Nasza Loteria SR - pasek na kartach artykułów

Symbol w piwnicy

Redakcja
astanawia mnie, co za 100 lat będzie obrazowym symbolem roku 1989. Może widok rozszarpywanego muru berlińskiego albo milion głów wypełniających Vaclavskie Namesti w Pradze, a może skurczone zwłoki pośpiesznie rozstrzelanego dyktatora Rumunii. Nie będzie to na pewno starannie wykonany, wielki mebel, który wtedy był symbolem nadziei.

### Dostarczony materiał:

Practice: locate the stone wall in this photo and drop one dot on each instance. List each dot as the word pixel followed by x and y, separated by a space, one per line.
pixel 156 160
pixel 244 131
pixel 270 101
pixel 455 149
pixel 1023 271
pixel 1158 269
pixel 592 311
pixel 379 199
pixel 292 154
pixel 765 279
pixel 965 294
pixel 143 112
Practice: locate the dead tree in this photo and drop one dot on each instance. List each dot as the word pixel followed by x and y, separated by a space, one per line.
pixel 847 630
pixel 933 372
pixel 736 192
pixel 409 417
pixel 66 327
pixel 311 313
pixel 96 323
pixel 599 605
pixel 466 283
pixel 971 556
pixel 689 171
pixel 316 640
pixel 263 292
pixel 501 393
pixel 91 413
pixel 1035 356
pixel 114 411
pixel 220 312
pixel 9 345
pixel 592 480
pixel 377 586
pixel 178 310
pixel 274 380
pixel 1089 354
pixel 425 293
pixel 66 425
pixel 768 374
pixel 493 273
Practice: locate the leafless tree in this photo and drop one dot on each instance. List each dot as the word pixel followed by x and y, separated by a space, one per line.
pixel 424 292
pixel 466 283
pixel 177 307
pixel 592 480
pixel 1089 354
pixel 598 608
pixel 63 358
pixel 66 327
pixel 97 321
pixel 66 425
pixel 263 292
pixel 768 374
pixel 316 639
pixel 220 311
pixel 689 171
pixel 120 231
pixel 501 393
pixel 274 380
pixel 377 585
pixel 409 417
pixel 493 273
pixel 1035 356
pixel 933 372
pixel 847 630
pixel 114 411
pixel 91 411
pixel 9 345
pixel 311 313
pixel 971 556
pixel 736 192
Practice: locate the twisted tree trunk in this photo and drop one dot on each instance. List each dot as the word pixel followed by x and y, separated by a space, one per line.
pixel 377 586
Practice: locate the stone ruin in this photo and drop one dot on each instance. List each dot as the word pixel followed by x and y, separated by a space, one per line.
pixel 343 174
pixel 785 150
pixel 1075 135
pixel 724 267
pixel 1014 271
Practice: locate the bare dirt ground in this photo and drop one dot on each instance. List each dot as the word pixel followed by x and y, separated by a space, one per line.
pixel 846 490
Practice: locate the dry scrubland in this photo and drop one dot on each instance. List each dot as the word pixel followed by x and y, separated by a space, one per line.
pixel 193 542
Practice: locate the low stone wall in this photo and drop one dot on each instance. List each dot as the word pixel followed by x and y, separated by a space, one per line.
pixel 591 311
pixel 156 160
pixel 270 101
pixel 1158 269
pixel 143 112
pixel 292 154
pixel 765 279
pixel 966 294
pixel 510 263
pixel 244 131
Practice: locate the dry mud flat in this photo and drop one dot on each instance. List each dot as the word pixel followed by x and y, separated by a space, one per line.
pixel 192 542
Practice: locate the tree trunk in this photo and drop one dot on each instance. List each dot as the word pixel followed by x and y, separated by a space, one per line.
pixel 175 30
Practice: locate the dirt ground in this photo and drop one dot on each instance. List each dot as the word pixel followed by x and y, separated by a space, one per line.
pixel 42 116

### Cel A:
Co według tekstu o symbolu roku 1989 na pewno nie stanie się za sto lat obrazowym symbolem tamtego roku?
### Cel B:
Jakie obrazy, które mogłyby za sto lat symbolizować rok 1989, wymienia tekst o symbolu roku 1989? Podaj wszystkie.
### Cel C:
Rozwiń tekst o symbolu roku 1989, pisząc jego dalszy ciąg od miejsca, w którym się kończy.
Materiał nie odgrywa tu żadnej roli.

### Wynik A:
Starannie wykonany, wielki mebel, który wtedy był symbolem nadziei.

### Wynik B:
- widok rozszarpywanego muru berlińskiego
- milion głów wypełniających Vaclavskie Namesti w Pradze
- skurczone zwłoki pośpiesznie rozstrzelanego dyktatora Rumunii

### Wynik C:
Tadeusz Jacewicz - Z bliska

   Wynajęliśmy zachodniego eksperta, który wymyśli znak promocyjny Polski. Znak ma przyciągnąć turystów, inwestorów i ciepłe do nas uczucia. Nie szukałbym pomysłów u zagranicznych fachowców. Znak wielkości, mądrości i rozsądku Polski jest pod ręką, ciągle w niezłym stanie. To okrągły stół. Mebel, przy którym tworzono historię transmitowaną na żywo przez telewizję. To, co stało się w Warszawie 15 lat temu, ma dla świata znaczenie większe od konferencji w Teheranie, Jałcie i Poczdamie razem wziętych. Tamte konferencje usiłowały stworzyć lepszy porządek międzynarodowy po straszliwej wojnie. Konferencja okrągłego stołu uruchomiła pokojową rewolucję. Bez jednej eksplozji atomowej zniknął w niej złowrogi system, który sześć razy mógł zabić każdego mieszkańca Ziemi.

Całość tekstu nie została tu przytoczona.